◆ KETENTUAN TUGAS 1:
Salin bagian teks tentang kecemasan ibu dan ikatan batin dengan bayi, mulai dari "Kesimpulan ini terkuak" sampai dengan "hubungan dengan bayinya.", termasuk kedua bagian itu.
◆ KETENTUAN TUGAS 2:
Menurut teks tentang kecemasan ibu dan ikatan batin dengan bayi, dalam jurnal apa penelitian Profesor Valsamma Eapen dimuat?

ABC

Rasa Cemas Ganggu Hubungan Emosi Ibu dan Bayi

Wanita yang menderita kecemasan dan merasa tidak aman dalam hubungan dekat mereka lebih berpotensi memiliki masalah hubungan emosi atau ikatan batin dengan anak-anak mereka.

Kesimpulan ini terkuak dalam penelitian yang dilakukan oleh Profesor Valsamma Eapen dari Fakultas Psikologi Universitas New South Wales yang dimuat dalam jurnal PLos ONE.
 
Menurut Eapen temuan ini bermanfaat untuk mengidentifikasi calon ibu yang bisa terbantu dengan mengikuti terapi perilaku kognitif untuk meningkatkan hubungan dengan bayinya.
 
"Kecemasan akibat pemisahan bayi dengan ibunya bisa menjadi gejala klinis penting untuk melihat lebih dekat dan melakukan intervensi yang tepat," kata Eapen.
 
Umum diketahui kalau hubungan seorang manusia dengan orang tuanya dapat mempengaruhi hubungan dengan anak-anak mereka sendiri di kemudian hari.
 
Misalnya, wanita yang gagal memiliki hubungan yang  baik dengan ibu mereka sendiri, akan melahirkan perasaan tidak aman dalam hubungannya dengan ibunya dan mereka lebih cenderung memiliki masalah ihubungan emosional dengan anak-anaknya sendiri.
 
Eapen menyakini kalau  "hormon cinta" oksitosin berperan penting dalam siklus sebuah generasi.
 
“Ketika seorang ibu memeluk bayinya sambil bermain atau mendekapnya dalam kenyamanan, maka tingkat oksitosin keduanya akan meningkat dan itu akan memicu sistem penghargaan pada bagian otaknya. 
 
"Anda bisa menjadi  sangat senang dan tergelitik,” katanya.
 
Kondisi ini akan melahirkan dorongan bagi ibu untuk semakin banyak mencurahkan perhatian dan kasih saying kepada anak dan itu membantu meningkatkan ikatan batin yang positif dan mengamankan keterikatan antara bayi dan ibunya.
 
Penelitian pada hewan menunjukkan bahwa pengalaman semacam itu pada usia dini anak sangat berperan penting dalam mengaktifkan pengembangan sistem oksitosin anak.

◆ CUPLIKAN DATA:

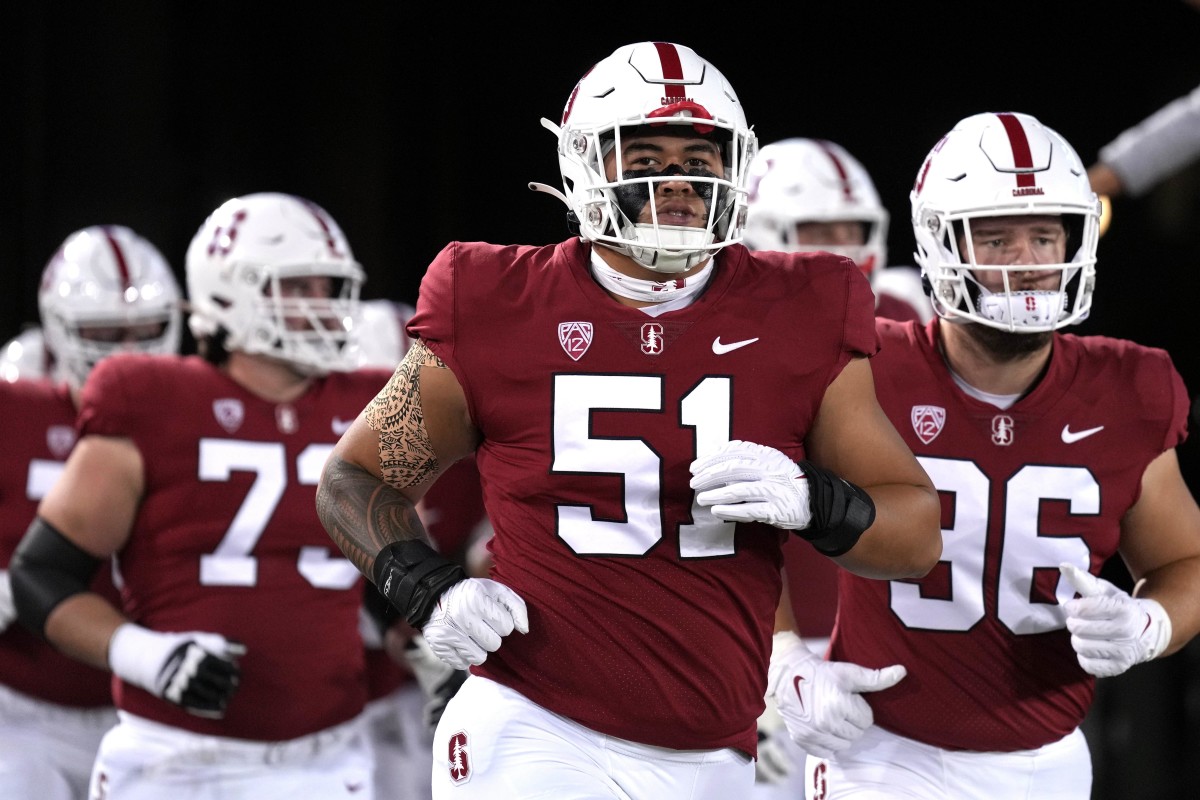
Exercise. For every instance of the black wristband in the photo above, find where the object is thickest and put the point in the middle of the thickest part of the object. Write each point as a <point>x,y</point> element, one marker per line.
<point>412,576</point>
<point>841,511</point>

◆ KOLOM JAWABAN 1:
Kesimpulan ini terkuak dalam penelitian yang dilakukan oleh Profesor Valsamma Eapen dari Fakultas Psikologi Universitas New South Wales yang dimuat dalam jurnal PLos ONE.
 
Menurut Eapen temuan ini bermanfaat untuk mengidentifikasi calon ibu yang bisa terbantu dengan mengikuti terapi perilaku kognitif untuk meningkatkan hubungan dengan bayinya.

◆ KOLOM JAWABAN 2:
Penelitian itu dimuat dalam jurnal PLos ONE.